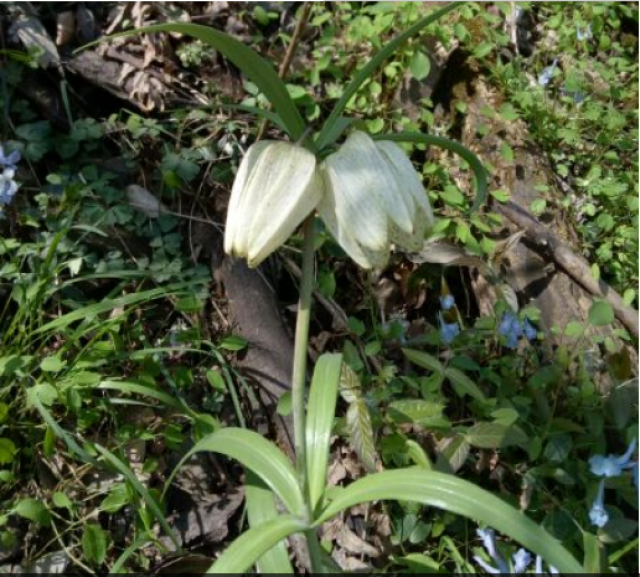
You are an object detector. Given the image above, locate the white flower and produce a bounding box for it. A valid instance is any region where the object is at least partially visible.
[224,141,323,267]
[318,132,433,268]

-------

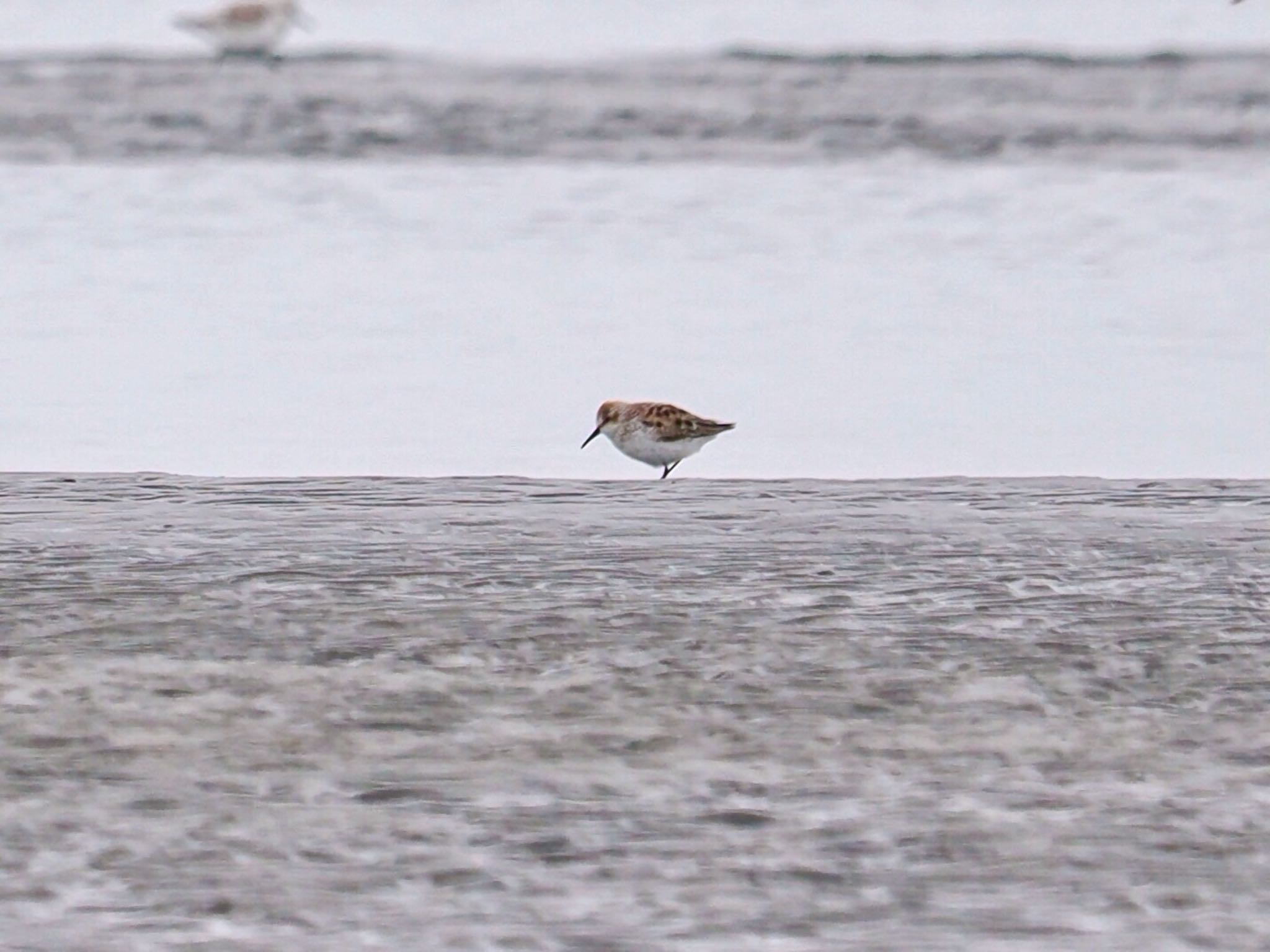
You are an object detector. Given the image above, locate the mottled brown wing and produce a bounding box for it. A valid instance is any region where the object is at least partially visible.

-------

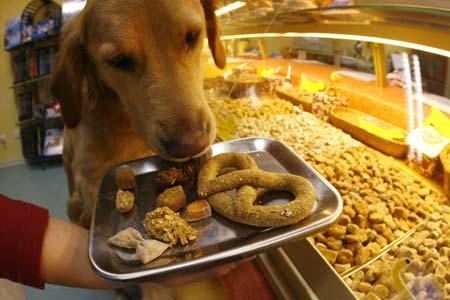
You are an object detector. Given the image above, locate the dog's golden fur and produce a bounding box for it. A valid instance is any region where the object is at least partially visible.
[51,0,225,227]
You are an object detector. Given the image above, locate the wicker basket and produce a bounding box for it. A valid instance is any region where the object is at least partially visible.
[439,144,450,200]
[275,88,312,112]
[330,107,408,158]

-------

# Problem:
Please transcribe the items from the line with "locate the white" to the line with "[318,132,433,268]", both lines included, and nothing else.

# Solution to the problem:
You are an object detector. Given the image above, locate the white flower and produce a bounding box for it. A valid instance is any region where the object is at least partially visible.
[224,141,323,267]
[318,132,433,268]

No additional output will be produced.